**TEXTAUSZUG**
»»

Auch das Auf- beziehungsweise Nachrüsten von bestehenden Applikationen mit smarten Embedded-Systemen sorgt für mehr Nachhaltigkeit: Intelligente Embedded-Rechner werten die bestehende Sensorik und Netzwerke aus für eine höhere Effizienz und Präzision im Prozess. Je nach Anwendungssituation erspart man sich so den Austausch beziehungsweise den Umbau der vorhandenen Infrastruktur und ermöglicht die smarte Weiternutzung ohne zeitaufwendige Maßnahmen und Elektroschrott.

Weniger offensichtlich, aber nicht weniger effektiv sind Konzepte wie Predictive Maintenance: Ungewollte Stillstandzeiten bedeuten in vielen Fällen nicht nur einen Produktivitätsverlust, sondern auch Ausschuss oder Schrott, möglicherweise sogar Sondermüll – also eine klare Ressourcenverschwendung und Umweltbelastung.

««

[Auszüge aus Segmentierungsdatensätzen]
»»

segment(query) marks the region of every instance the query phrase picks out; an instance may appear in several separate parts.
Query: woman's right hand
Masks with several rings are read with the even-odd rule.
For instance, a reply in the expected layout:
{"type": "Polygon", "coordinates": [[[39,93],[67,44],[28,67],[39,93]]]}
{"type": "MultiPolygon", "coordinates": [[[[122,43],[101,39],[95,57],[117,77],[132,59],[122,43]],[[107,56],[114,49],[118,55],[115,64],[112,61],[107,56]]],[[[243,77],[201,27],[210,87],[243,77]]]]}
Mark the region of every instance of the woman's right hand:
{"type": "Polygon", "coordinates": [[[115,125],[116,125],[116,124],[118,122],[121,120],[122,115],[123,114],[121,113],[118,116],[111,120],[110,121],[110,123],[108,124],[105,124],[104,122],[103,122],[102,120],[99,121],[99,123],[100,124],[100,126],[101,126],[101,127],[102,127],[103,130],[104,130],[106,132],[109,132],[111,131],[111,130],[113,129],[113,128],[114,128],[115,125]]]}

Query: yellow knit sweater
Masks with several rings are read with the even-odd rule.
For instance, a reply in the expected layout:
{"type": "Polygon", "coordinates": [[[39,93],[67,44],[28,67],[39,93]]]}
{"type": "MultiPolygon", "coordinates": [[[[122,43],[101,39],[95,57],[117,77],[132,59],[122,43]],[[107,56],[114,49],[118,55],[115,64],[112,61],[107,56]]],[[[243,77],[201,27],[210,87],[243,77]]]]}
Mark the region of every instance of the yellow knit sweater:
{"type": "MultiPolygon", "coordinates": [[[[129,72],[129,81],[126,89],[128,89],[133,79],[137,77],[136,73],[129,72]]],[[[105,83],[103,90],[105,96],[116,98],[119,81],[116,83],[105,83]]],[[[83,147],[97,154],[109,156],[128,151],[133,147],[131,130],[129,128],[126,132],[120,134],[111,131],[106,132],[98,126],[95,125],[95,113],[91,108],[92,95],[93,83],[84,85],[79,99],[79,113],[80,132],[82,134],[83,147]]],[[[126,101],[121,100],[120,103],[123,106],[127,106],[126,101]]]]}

««

Was bedeuten ungewollte Stillstandzeiten laut dem Textauszug in vielen Fällen neben einem Produktivitätsverlust?

Sie bedeuten auch Ausschuss oder Schrott, möglicherweise sogar Sondermüll.